## Task instructions:
(1) Retype the portion of the septic system hurricane article between "Onsite sewage systems may" and "Use water sparingly.", inclusive.
(2) Write what comes next in the septic system hurricane article, continuing from the point where it stops.

┌─ Exercise text

Preparing your Septic System for a Hurricane

Preparing your Septic System for a Hurricane

Published on August 3, 2020

The Virginia Health Department has a great article on preventative action. The key points are outlined below. For a complete read, visit their article.

The 2020 Hurricane Season is in full swing. Communities up and down the Atlantic Coast are bracing for what experts are calling “another record-breaking” storm season. We’ve put together this article for homeowners who have a septic system or well to be prepared for the before, during, and after of a major storm.

Preventative Action: Establish an Expectation

When facing a major storm or hurricane, your first priorities are to assure the safety of your family. Included in those priorities are concerns about safe drinking water and proper sewage disposal. Below are some expectations for private wells and onsite sewage systems when Virginia faces major storms or flooding.

Power Outages If your home is served by a well, the well pump will not work when the power goes out. Toilets can be flushed by pouring a bucketful of water either into the tank and using the handle, or by pouring a bucketful into the bowl.

Onsite sewage systems may also fail to operate properly during a power outage. Pumps won’t work without power, but most onsite sewage systems with a pump should have 100-200 gallons storage capacity above the high level alarm. Exceeding this storage capacity could cause the pump chamber to overflow, spilling raw sewage on the ground. Use water sparingly.

└─
┌─ Information provided

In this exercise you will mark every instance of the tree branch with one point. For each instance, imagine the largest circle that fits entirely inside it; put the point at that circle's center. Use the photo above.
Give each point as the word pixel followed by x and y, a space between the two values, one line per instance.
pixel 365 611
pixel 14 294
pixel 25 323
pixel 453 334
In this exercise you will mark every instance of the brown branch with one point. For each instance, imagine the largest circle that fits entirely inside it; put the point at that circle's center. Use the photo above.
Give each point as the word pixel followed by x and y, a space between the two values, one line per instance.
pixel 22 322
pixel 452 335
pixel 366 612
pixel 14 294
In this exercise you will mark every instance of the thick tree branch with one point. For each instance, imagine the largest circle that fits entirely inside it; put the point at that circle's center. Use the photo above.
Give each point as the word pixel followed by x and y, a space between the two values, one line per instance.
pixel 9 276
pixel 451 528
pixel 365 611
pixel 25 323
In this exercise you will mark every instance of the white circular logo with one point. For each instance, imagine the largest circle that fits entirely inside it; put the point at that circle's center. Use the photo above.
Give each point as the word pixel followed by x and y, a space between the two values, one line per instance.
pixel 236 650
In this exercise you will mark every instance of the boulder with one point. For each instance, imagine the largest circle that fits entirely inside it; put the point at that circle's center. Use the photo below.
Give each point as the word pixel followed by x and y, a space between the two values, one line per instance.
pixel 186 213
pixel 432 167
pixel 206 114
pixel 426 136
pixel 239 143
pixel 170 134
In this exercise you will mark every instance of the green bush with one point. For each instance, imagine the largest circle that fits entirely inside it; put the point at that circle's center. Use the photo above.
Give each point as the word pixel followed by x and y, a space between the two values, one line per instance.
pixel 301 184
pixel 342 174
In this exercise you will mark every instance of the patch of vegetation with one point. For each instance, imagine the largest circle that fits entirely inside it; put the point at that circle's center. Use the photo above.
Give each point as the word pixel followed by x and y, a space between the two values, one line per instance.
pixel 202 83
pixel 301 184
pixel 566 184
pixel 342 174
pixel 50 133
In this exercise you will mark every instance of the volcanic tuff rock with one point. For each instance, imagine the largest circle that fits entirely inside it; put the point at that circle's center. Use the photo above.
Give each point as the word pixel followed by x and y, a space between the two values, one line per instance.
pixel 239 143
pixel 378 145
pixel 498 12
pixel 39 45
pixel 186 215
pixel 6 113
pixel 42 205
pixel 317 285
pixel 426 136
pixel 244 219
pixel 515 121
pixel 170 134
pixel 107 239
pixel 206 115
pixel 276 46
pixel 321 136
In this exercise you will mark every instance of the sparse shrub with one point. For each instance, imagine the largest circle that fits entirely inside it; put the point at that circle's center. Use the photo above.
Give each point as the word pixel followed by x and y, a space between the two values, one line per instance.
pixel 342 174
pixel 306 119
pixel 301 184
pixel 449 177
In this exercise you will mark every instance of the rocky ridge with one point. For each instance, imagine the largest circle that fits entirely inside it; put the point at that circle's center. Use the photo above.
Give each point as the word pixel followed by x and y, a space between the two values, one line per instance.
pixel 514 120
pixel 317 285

└─

## Answers given:
(1)
Onsite sewage systems may also fail to operate properly during a power outage. Pumps won’t work without power, but most onsite sewage systems with a pump should have 100-200 gallons storage capacity above the high level alarm. Exceeding this storage capacity could cause the pump chamber to overflow, spilling raw sewage on the ground. Use water sparingly.

(2)
Many alternative systems also have electrical components such as aerators, flow control switches and other equipment. Many alternative systems also include a pump and therefore should have a limited amount of storage capacity as noted above. Alternative system owners should call their licensed Alternative Onsite Sewage System Operator as soon as possible once the power returns if some components do not seem to be functioning properly.

Wells
People who rely on private wells for their water should consider their well contaminated if it was submerged or they believe it is possible the well became submerged during the hurricane.

If the well was flooded and underwater, do not turn on the pump until you are sure the electrical system is completely dried out. Consider a well that has been submerged contaminated and disinfect the well and the water system using this procedure once you are sure the electrical system is safe.

The water should not be consumed until bacteriological testing indicates the well is not contaminated. Two satisfactory bacteriological tests performed on samples taken at least 24 hours apart will indicate your water supply has been properly disinfected. Labs certified to test drinking water are available HERE.

Onsite Sewage Systems
For any type of onsite sewage system, conventional or alternative, a hurricane or flood could submerge the system, causing a backup of sewage into the house. Look for sewage backups in the plumbing fixtures at the lowest elevations in your house.

Flooding can wash soil away from the septic tank, drainfield lines or other components, causing damage to the components or introducing raw or partially treated sewage into the yard. Flooding may also cause the onsite sewage system to operate sluggishly because the soil in the dispersal area is saturated.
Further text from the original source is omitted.